• **What is being asked**
How many lines in the records below contain the word "white"? Case matters. Reply with the number alone.

• **Records for this task**
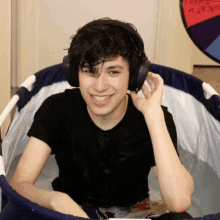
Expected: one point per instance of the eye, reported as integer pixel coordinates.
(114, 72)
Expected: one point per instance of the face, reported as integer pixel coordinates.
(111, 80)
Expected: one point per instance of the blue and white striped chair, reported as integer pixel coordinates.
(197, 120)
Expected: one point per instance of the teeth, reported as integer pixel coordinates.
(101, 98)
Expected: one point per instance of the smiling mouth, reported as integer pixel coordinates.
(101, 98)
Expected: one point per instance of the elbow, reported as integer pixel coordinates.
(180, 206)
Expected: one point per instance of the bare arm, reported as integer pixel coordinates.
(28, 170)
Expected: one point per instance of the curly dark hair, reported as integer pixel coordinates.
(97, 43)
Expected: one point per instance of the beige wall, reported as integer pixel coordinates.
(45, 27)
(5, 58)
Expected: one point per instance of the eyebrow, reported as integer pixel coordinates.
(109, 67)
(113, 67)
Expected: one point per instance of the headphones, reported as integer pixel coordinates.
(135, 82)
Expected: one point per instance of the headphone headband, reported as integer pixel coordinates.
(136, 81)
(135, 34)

...

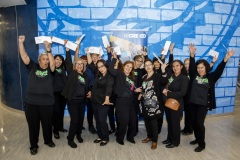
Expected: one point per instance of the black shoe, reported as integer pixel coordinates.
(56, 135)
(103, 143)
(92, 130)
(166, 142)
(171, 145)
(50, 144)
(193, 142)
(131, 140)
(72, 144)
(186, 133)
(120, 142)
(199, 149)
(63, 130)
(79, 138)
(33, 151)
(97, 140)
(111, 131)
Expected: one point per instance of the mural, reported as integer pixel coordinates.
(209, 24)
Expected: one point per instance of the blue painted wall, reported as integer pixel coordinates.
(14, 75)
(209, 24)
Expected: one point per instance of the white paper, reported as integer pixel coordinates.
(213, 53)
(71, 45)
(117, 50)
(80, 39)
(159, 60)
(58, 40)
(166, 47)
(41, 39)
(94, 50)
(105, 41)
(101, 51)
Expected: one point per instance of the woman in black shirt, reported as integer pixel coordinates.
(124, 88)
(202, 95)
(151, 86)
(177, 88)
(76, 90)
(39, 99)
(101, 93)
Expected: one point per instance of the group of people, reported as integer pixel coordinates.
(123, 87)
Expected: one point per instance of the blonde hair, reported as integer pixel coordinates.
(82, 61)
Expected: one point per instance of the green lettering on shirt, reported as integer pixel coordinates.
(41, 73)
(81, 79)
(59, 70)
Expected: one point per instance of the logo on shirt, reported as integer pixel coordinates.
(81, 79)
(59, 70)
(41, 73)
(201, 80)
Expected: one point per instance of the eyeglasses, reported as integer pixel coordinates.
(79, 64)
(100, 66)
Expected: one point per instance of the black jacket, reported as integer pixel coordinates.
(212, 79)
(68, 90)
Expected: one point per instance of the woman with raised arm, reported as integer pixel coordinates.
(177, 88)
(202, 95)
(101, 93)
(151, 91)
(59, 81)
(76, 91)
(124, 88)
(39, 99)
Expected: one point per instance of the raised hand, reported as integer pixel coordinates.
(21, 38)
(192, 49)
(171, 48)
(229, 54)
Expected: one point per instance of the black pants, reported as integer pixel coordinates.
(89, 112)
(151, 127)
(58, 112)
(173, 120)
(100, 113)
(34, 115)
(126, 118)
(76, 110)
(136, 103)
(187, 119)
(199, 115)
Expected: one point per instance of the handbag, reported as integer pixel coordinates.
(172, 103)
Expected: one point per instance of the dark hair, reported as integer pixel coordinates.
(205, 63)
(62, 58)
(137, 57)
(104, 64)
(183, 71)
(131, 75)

==

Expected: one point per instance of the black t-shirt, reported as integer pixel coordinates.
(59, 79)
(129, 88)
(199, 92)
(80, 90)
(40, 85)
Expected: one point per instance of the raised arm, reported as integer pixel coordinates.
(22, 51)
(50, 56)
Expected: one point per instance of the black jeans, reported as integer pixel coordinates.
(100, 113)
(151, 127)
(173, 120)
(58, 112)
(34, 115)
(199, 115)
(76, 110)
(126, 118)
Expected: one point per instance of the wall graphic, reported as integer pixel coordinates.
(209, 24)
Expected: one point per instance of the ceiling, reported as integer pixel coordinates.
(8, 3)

• **Final answer**
2